> [RAW DATA]

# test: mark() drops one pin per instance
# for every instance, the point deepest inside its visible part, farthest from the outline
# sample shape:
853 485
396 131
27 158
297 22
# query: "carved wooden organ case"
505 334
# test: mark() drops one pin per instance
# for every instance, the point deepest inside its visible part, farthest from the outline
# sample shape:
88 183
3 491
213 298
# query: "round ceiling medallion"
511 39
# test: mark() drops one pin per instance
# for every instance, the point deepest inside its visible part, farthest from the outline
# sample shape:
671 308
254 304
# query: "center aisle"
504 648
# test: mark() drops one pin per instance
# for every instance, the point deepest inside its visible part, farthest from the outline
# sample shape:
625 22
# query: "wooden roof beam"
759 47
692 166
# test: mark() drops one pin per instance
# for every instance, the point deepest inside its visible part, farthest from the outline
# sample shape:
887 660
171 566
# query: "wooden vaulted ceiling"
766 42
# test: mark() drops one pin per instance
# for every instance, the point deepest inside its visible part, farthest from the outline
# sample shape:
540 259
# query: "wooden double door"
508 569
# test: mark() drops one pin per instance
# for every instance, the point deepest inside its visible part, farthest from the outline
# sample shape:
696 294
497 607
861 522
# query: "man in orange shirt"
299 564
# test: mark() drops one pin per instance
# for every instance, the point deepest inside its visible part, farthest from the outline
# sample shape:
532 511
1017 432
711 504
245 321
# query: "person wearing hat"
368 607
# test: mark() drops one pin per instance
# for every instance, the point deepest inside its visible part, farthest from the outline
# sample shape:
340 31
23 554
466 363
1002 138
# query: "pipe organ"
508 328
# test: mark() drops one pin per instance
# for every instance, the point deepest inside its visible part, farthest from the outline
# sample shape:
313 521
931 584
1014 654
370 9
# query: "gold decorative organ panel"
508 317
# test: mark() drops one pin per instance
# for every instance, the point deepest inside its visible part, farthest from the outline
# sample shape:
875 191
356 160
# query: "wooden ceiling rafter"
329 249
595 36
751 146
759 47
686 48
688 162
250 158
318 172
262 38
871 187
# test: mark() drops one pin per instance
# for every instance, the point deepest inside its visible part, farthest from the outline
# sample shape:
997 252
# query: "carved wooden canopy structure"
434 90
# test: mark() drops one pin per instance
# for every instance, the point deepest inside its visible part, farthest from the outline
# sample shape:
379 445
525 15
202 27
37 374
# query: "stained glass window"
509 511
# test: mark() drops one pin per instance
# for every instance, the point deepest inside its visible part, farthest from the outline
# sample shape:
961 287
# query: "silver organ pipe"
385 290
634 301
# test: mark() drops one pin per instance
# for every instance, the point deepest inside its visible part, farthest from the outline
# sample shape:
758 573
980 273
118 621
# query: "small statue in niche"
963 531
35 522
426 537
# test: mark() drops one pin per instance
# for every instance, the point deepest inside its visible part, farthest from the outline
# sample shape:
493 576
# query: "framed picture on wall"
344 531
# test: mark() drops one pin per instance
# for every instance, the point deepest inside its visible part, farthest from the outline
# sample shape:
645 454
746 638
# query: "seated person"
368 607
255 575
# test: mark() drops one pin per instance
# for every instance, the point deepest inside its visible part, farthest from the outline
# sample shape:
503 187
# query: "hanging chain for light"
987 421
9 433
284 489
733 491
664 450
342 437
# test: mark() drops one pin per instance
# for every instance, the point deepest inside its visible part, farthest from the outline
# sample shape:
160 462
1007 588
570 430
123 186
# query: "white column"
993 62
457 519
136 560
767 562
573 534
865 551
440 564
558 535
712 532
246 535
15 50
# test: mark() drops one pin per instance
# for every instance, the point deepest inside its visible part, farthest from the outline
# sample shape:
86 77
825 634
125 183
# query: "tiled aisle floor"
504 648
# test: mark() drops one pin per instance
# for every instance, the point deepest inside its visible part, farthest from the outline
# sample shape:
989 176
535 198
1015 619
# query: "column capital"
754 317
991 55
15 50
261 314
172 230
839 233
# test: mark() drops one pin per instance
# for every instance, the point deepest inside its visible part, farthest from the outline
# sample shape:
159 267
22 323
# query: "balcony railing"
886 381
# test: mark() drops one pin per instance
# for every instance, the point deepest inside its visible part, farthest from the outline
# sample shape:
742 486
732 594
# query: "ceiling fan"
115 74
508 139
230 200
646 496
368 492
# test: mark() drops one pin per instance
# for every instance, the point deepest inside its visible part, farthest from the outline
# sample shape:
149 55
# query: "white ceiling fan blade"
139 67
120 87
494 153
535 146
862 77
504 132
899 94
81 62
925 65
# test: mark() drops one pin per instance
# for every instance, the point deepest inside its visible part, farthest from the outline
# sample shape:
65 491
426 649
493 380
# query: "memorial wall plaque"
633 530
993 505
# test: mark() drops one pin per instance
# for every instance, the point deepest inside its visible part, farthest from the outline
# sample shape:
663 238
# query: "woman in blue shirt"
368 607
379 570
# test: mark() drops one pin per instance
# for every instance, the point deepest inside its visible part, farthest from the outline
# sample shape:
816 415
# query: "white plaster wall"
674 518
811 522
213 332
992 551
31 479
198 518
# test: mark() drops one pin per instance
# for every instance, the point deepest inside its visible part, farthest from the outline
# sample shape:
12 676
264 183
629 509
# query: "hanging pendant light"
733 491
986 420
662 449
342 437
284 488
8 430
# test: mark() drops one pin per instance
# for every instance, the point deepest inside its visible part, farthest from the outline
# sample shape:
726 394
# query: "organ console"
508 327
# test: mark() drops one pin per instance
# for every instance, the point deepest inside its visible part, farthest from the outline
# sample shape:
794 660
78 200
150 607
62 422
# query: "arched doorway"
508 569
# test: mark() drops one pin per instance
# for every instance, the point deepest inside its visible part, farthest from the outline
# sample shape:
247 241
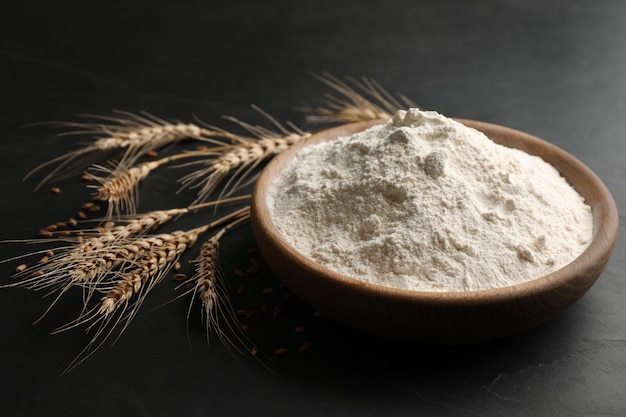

> [WHAT TO WORK ON] The whole listing, minus its images, should be repeated exactly.

> [ANSWER TO THE EXERCISE]
# test: mark() drops one pin per instance
# for every instance, the point deepest inside its visible part, farthest from the outline
# sample shape:
853 485
396 131
27 158
297 22
# query: "carved wooden organ case"
505 334
# test: mark() drops one pin per instance
# for every instance, the point deepest inside its visible part, farthest from the outline
# sample shape:
88 183
3 491
213 298
# query: "round ceiling medallion"
511 39
# test: mark() drops one pin per instance
# for every instance, the point deepest inside its visible part, farthest from the outline
# sample shape:
671 308
254 304
# query: "center aisle"
504 648
# test: mark() drops one pin per instance
# for every instance, the point deepest inside its visible part, farthest from the outline
# sample shape:
625 22
# query: "wooden roof beam"
759 47
692 166
# test: mark() drops one pin per instance
# for every instance, the point deepest inside its visible part, farthest from the outline
# sample shape:
887 660
171 566
# query: "wooden vaulted ceiling"
766 42
# test: mark() drops one pin per instance
# for every instance, the point deepest inside its visible part, farthest from the outline
# sample shape:
540 259
# query: "wooden double door"
508 569
# test: mark() drops one pin per instance
# for every instance, the point deepest inside its visible part, farthest from the outline
# sample shape:
696 294
497 607
861 522
# query: "man in orange shirt"
299 564
# test: mark() drops one pin per instance
# for every instance, the point deepest inside its visible part, farthest from the outline
# sample shape:
532 511
1017 432
711 504
245 321
# query: "person wearing hat"
368 607
# test: mark() drops one pin per instance
# for every instance, the point deepest inside its visible part, farthest from the outline
# sample shape:
340 31
23 554
466 363
1002 138
# query: "pipe organ"
508 328
# test: mark() drops one pin per instance
# for every instance, the point deepest inside its visible part, farthest from the outline
# sample shape:
313 521
931 584
1014 654
370 9
# query: "gold decorative organ panel"
508 317
# test: mark() drops one pin per instance
# for every instance, the point deepest inside its visible part, farthest from the outline
# sample shape:
875 191
356 160
# query: "wooden ceiling rafter"
329 249
595 36
751 146
759 47
686 48
688 162
250 158
318 172
262 38
871 187
# test: mark() drops one pin per instance
# for every instance, the point deepest inside its visible part, farthest from the outline
# sample shape:
997 252
# query: "carved wooden canopy structure"
434 90
# test: mark() drops one pin per instance
# for every instance, the point deepest inside its visible part, farthest from the outline
# sample shape:
379 445
525 15
202 27
37 374
# query: "stained glass window"
509 511
# test: mark() drops one pin per instance
# for every instance, the point deepest inside its visible part, farthest from the outline
# sample shape:
961 287
# query: "silver organ pipe"
385 290
634 301
# test: mark() drops one pin per instance
# for every instance, the point deepest inside its visible part, farthest from the outline
# sample shape:
758 573
980 273
118 621
# query: "small statue in niche"
963 531
35 522
426 537
# test: mark() drops one pin per instance
# for every instance, the point deepest inside its visible part, farthest from the outline
# sample shape:
493 576
# query: "framed picture on wall"
344 531
# test: mark() drops one pin per instance
# for every instance, the point deepest inside its visible part, farthest from the outline
# sample shape:
645 454
746 638
# query: "seated person"
368 607
255 575
# test: mark() drops one pin per instance
# for every instance, the point deepest inside its visible part, farthest from the outline
# sample shape:
503 187
# query: "hanging chain for light"
987 421
9 433
284 489
733 491
664 450
342 437
# test: mark() drops one pin per instance
# for every instance, the point deepest inside its visible part, farthest from the outline
# sample shape:
160 462
1007 588
570 430
123 186
# query: "white column"
993 62
457 519
136 560
767 562
573 534
865 551
440 564
558 535
712 532
246 535
15 50
# test: mark() drops one pin per instance
# for every instance, the point deepest inside its visible part, farthest from the outline
# sample shape:
86 77
825 634
125 183
# query: "tiled aisle floor"
504 648
# test: mark() drops one pin per instance
# for every instance, the point deepest inside its visible part, farthest from the outline
# sample shape:
989 176
535 198
1015 619
# query: "column capital"
754 317
991 55
15 50
261 314
172 230
839 233
# test: mark() drops one pin per instance
# for every instance, the point deepest inside its visible part, farthest from the outline
# sample shape:
159 267
22 323
# query: "balcony railing"
886 381
# test: mark() drops one pin per instance
# for every instance, the point deepest inside its visible part, farthest from the outline
# sample shape:
742 486
732 594
# query: "ceiling fan"
115 74
508 139
230 200
646 496
368 492
# test: mark() drops one pin per instance
# for every instance, the point deepest inside its visible part, farthest from the outline
# sample shape:
149 55
# query: "white ceiling fan blade"
139 67
120 87
494 153
535 146
862 77
504 132
899 94
81 62
925 65
# test: mark() drops one pin per instance
# for every instance, the point deepest inside its visible part, farthest from the outline
# sample shape:
65 491
426 649
493 380
# query: "memorial wall plaque"
633 530
993 505
# test: mark() drops one pin per instance
# for every instance, the point deepest inside its visible part, farthest from the outline
# sample shape:
663 238
# query: "woman in blue shirt"
368 607
379 570
# test: mark() drops one pin per instance
# for every instance, the point deepest inside its visible part, farthest from the outline
# sample shape:
816 415
# query: "white plaster wall"
674 518
811 522
213 332
992 551
31 479
198 518
# test: mark() drops one pin per instance
# for every instance, the point deepest inside its visible part, farthest from the outline
# sample shape:
12 676
264 183
629 509
# query: "hanging pendant light"
733 491
986 420
662 449
342 437
284 488
8 430
# test: mark() drops one pin per instance
# for every instance, the point deepest inside its visible part, farthest from the outline
# sample shape:
726 394
# query: "organ console"
508 327
# test: mark() drops one pin per instance
# for every instance, the point deepest inside its visible part, farthest from the outline
# sample shape:
794 660
78 200
150 607
62 422
# query: "arched doorway"
508 569
# test: mark() drops one pin per instance
# for every instance, the point deepest inside its visible part, farthest from the outline
# sample shape:
247 241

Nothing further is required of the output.